**Données:**
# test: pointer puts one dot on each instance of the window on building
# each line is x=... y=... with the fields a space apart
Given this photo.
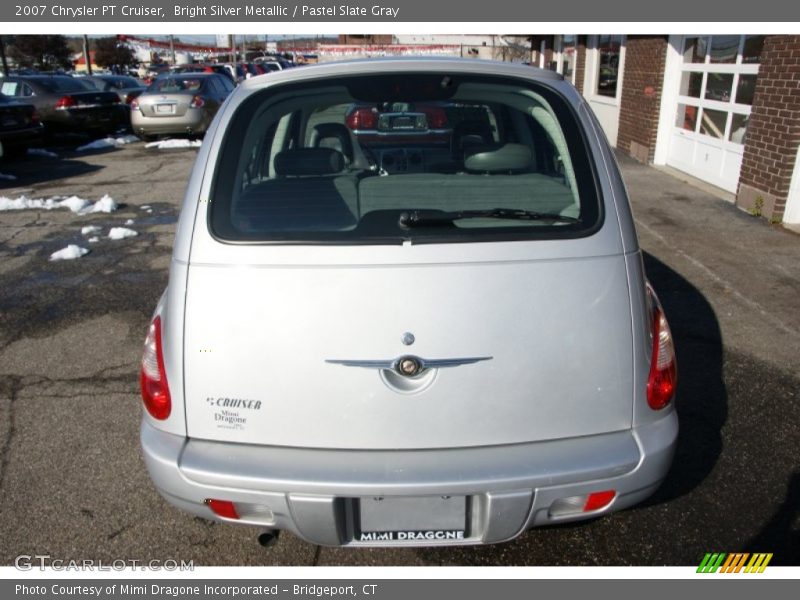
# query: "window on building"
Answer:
x=569 y=54
x=609 y=49
x=717 y=85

**Consignes:** Recopiez les lignes de tous les items en remplaçant « building » par « house », sans rien modifier d'autre. N'incluez pas les images dans la réponse.

**Corrigé:**
# test: pointer puts one dot on each instance of the window on house
# each line is x=... y=... with the fields a space apart
Given this photo.
# query: "window on house"
Answer:
x=569 y=54
x=609 y=49
x=717 y=85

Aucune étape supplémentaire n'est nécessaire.